> **Records from a point annotation dataset**:
----------
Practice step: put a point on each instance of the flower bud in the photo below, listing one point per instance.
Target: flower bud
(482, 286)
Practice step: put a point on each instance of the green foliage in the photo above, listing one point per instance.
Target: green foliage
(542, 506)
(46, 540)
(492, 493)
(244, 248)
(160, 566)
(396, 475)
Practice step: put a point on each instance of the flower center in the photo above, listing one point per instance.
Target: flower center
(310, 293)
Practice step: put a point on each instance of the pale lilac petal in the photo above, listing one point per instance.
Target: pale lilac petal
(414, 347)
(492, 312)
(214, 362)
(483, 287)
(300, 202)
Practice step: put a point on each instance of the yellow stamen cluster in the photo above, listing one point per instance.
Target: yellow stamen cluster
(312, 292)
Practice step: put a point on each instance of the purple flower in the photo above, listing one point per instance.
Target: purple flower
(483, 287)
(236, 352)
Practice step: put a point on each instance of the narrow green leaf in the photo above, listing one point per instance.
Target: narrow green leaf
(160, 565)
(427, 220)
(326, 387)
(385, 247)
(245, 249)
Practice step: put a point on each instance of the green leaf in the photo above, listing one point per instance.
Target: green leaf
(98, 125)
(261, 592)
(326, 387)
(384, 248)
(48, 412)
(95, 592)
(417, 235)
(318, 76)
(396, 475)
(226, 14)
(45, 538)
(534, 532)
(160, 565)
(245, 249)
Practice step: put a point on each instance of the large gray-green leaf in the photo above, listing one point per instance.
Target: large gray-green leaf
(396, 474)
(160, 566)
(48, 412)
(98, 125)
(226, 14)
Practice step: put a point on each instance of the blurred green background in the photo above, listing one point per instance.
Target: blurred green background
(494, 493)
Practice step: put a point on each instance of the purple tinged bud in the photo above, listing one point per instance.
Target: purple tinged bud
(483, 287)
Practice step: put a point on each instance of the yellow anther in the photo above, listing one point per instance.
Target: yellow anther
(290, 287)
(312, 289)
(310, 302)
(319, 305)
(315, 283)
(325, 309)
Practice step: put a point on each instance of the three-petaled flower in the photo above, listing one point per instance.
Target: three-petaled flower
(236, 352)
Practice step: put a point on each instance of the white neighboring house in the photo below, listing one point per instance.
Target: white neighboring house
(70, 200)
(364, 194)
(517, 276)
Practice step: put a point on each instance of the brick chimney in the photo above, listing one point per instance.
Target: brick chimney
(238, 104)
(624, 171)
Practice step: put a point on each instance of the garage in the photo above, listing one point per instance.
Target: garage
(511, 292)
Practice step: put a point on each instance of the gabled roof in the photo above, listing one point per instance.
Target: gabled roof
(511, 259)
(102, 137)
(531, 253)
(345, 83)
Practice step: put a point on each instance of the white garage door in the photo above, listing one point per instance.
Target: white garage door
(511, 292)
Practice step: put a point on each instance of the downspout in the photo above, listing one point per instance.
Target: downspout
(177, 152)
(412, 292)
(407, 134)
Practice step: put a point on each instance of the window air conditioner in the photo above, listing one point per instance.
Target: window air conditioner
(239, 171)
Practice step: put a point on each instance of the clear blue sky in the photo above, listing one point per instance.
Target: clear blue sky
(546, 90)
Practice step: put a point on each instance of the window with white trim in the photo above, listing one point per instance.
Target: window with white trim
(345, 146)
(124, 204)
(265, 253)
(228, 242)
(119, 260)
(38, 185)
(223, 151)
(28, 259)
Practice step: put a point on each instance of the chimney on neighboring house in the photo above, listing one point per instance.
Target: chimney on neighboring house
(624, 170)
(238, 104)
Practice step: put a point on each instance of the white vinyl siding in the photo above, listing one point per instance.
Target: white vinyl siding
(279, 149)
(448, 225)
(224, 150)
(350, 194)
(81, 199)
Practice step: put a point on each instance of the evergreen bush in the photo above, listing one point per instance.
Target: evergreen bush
----------
> **Task brief**:
Return all of the rows above line for line, without changing anything.

> **The completed task**:
Practice step: put a point on each instance of the flower bud in the photo below, listing one point per instance.
Target: flower bud
(482, 286)
Practice step: put a point on each instance of the green foliage in the photo above, listing one point per instance.
Target: green foliage
(542, 506)
(46, 540)
(492, 493)
(244, 248)
(160, 566)
(396, 475)
Practice step: put a point on each instance of the flower center in the photo above, listing one point per instance.
Target: flower center
(310, 293)
Practice step: put a point on each instance of the pale lilac petal in the photo above, listing one point per instance.
Target: pale lilac petal
(414, 347)
(492, 312)
(214, 362)
(483, 287)
(300, 202)
Practice step: put a point on each instance of the yellow stamen cluster in the photo above, listing one point per instance.
Target: yellow stamen cluster
(312, 292)
Practice step: put a point on each instance of the purple flower in the photo above, listing one point per instance.
Target: purple flower
(483, 287)
(236, 352)
Practice step: put a point on each instance of the narrow green leaf in the photo above, listing one point per instance.
Target: narrow green leaf
(160, 565)
(427, 220)
(326, 387)
(385, 247)
(245, 249)
Practice step: put a point on each instance of the green leaf in the photo above, listing one point per instance.
Target: green leaf
(98, 125)
(261, 592)
(326, 387)
(384, 248)
(48, 412)
(95, 592)
(417, 235)
(318, 76)
(396, 475)
(226, 14)
(45, 538)
(534, 532)
(160, 565)
(245, 249)
Practice step: put a point on each instance of the large gray-green leaf in the photo above, listing one point per instance.
Target: large gray-green leaf
(396, 474)
(160, 566)
(48, 412)
(98, 125)
(226, 14)
Practice step: put a point on each instance of the blurred green background in the photo above, listing one point per instance.
Target: blurred green background
(494, 493)
Practice step: put a point on each instance of the purple tinged bud in the photo above, listing one point per instance.
Target: purple tinged bud
(483, 287)
Practice step: put a point on each instance of the yellow anther in the photo above, listing one point per instance.
Target: yellow anther
(290, 287)
(312, 289)
(310, 302)
(319, 305)
(315, 283)
(325, 309)
Practice step: put a point on each instance of the three-petaled flower in the photo above, listing one point per instance.
Target: three-petaled flower
(236, 352)
Practice step: put a point on each instance of the white neighboring house in the photo below, listing one point per instance.
Target: white neighboring house
(70, 200)
(364, 194)
(517, 276)
Practice step: put a point on each instance of the brick chimney in the photo above, listing one point per instance.
Target: brick chimney
(238, 104)
(624, 171)
Practice step: put a point on each instance of the garage in the photo above, listing one point per instance.
Target: garage
(511, 292)
Practice step: put a point on each instance of the gabled roof in the photo above, listing one point per instance.
Target: gabled roof
(511, 259)
(102, 137)
(531, 253)
(345, 83)
Practice step: put a point on each instance of the white garage door in the photo above, listing one point per instance.
Target: white garage door
(511, 292)
Practice step: put a point on each instance of the downspout in the photo above, listing one point per instance.
Target: downspout
(177, 152)
(412, 292)
(407, 134)
Practice step: put a point on each instance of the window air conditioner in the photo above, listing one point per instance.
Target: window air conditioner
(239, 171)
Practice step: put a point on each instance of the clear blue sky in the photo above, listing one point per instance.
Target: clear blue sky
(546, 90)
Practice step: put a point on each instance of the window with white trim in the photo above, listing one point per instance.
Target: window with white trim
(345, 146)
(124, 204)
(265, 253)
(228, 242)
(119, 260)
(38, 185)
(223, 151)
(28, 259)
Practice step: put a point on each instance of the chimney on neighboring house in the photo above, listing one point per instance.
Target: chimney on neighboring house
(624, 170)
(238, 104)
Practice step: put a point on each instance of the white vinyl siding in the photo above, listing one point per instance.
Target: white vinyl siding
(279, 149)
(448, 225)
(224, 150)
(350, 194)
(81, 199)
Practice step: put a point on each instance of the evergreen bush in the photo above, listing one point per instance.
Target: evergreen bush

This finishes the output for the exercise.